[Collected data entries]
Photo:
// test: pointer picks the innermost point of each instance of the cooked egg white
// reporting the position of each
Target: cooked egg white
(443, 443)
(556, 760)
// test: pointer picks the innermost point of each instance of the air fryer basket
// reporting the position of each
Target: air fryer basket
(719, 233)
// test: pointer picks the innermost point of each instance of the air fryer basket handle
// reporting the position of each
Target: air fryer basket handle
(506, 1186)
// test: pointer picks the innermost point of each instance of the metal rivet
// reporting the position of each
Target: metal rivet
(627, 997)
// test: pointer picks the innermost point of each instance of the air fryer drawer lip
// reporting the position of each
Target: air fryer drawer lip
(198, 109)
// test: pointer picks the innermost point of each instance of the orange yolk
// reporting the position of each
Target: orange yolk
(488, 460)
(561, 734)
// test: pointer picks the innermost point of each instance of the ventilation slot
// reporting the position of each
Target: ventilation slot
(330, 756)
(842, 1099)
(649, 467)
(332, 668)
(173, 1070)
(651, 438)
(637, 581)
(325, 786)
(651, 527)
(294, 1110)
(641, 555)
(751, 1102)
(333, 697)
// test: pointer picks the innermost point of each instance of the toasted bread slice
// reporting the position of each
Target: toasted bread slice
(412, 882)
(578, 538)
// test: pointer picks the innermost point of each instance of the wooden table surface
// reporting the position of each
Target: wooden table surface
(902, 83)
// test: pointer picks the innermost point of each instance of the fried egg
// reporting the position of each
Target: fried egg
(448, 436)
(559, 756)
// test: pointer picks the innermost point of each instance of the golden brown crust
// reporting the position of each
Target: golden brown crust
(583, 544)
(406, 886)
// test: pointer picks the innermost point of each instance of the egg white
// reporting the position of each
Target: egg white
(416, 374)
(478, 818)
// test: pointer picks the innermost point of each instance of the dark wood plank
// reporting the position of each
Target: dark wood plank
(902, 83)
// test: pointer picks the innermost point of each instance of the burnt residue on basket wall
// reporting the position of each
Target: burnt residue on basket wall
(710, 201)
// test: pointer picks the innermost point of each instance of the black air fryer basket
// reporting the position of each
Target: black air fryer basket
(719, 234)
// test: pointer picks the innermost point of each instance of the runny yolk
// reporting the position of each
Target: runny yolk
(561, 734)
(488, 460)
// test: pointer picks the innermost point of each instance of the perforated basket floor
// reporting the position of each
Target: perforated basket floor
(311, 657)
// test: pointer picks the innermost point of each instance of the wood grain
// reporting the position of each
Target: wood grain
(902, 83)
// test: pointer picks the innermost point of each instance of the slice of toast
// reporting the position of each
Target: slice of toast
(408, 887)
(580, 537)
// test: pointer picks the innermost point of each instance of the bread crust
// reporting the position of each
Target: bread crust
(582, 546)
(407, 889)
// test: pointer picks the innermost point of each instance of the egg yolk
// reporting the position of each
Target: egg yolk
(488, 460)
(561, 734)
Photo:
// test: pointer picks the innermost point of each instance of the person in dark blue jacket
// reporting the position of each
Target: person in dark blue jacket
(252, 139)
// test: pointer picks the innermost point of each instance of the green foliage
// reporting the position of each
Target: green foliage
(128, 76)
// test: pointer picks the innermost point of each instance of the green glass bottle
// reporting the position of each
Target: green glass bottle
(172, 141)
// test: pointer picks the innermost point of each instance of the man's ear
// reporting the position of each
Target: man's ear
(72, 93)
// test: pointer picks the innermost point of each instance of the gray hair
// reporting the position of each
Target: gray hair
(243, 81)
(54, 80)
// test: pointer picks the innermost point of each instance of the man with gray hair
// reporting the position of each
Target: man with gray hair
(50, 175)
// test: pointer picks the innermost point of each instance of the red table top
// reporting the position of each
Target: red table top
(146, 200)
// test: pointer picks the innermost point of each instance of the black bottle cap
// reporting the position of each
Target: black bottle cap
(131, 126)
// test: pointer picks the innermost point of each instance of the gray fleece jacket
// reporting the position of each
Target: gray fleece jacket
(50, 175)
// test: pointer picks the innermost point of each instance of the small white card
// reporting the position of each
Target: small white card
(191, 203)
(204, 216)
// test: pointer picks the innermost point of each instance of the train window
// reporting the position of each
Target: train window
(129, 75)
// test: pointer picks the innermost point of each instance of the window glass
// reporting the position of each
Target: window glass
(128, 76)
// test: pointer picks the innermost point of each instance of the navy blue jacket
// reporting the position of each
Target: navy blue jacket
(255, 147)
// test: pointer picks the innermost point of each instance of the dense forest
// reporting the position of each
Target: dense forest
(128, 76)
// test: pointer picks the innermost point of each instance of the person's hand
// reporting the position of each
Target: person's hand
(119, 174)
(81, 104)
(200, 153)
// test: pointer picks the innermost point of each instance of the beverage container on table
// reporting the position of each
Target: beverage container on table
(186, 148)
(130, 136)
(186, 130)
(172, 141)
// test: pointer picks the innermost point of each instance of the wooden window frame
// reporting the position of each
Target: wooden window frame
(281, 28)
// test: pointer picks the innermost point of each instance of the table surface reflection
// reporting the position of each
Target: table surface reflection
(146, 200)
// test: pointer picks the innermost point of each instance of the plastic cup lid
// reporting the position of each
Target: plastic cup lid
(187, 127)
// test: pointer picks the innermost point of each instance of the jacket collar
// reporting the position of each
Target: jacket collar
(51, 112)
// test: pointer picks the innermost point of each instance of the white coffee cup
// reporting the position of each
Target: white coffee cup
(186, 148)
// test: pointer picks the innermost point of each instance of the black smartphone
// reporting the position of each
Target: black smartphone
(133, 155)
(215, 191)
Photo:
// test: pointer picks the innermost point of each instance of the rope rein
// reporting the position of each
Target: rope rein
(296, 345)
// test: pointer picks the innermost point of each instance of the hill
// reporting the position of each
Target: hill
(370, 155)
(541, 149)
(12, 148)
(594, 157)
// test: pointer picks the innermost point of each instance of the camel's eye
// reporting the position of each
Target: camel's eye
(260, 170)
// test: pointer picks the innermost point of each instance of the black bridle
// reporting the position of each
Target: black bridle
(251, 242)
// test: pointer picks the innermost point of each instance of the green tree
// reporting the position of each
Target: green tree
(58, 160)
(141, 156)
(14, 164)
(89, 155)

WHAT THIS TASK INVOLVES:
Look above for the line with "the beverage container on table" and the line with "the jacket collar". Write out those two lines and all the lines between them, exactly, and no others.

WRITTEN RESPONSE:
// test: pointer picks the innermost point of each instance of the beverage container on table
// reporting the position of each
Target: beverage container on table
(186, 148)
(130, 136)
(186, 130)
(172, 141)
// test: pointer picks the innermost point of each instance of the wooden window frame
// reporting the position of each
Target: wooden window frame
(281, 28)
// test: pointer picks the innermost point of each instance of the table surface reflection
// reporting the position of each
Target: table surface reflection
(146, 200)
// test: pointer picks the innermost point of each instance of the plastic cup lid
// reporting the position of each
Target: plastic cup lid
(187, 127)
// test: pointer picks the innermost point of each instance of the jacket collar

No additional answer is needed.